RECORD EXTRACTS:

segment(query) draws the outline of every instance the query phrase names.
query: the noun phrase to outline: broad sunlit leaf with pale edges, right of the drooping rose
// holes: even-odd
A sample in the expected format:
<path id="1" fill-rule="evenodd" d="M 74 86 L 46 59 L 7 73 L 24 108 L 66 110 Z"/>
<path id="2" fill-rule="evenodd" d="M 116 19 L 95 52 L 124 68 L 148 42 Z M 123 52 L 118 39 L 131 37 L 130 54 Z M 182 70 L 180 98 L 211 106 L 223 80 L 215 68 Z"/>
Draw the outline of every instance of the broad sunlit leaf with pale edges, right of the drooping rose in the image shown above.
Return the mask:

---

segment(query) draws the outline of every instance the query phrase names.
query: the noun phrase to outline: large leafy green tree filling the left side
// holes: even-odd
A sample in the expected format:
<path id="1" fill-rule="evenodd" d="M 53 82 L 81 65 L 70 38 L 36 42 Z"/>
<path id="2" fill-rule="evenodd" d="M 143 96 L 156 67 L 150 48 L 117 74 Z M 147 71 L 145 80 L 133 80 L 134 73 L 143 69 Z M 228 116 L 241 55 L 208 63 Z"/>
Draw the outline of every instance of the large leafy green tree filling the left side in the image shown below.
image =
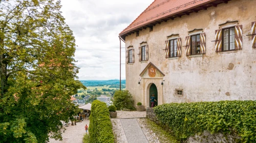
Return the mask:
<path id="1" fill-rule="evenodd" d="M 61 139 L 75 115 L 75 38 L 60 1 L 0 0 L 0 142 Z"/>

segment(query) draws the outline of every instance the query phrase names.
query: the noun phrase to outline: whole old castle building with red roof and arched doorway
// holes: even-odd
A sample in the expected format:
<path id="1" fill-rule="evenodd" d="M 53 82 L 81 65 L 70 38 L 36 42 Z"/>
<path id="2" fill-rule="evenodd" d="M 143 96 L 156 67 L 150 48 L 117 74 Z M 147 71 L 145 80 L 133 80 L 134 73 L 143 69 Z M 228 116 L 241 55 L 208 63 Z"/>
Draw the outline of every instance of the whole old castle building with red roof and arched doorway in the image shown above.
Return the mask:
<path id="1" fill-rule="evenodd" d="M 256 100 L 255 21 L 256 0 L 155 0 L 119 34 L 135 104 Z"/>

YOUR GOAL: Look through the entries above; copy each line where the string "drooping" appears.

EXERCISE RESPONSE:
query: the noun phrase to outline: broad sunlit leaf with pale edges, right of the drooping rose
Draw the outline of every instance of the broad sunlit leaf with pale edges, right of the drooping rose in the image shown above.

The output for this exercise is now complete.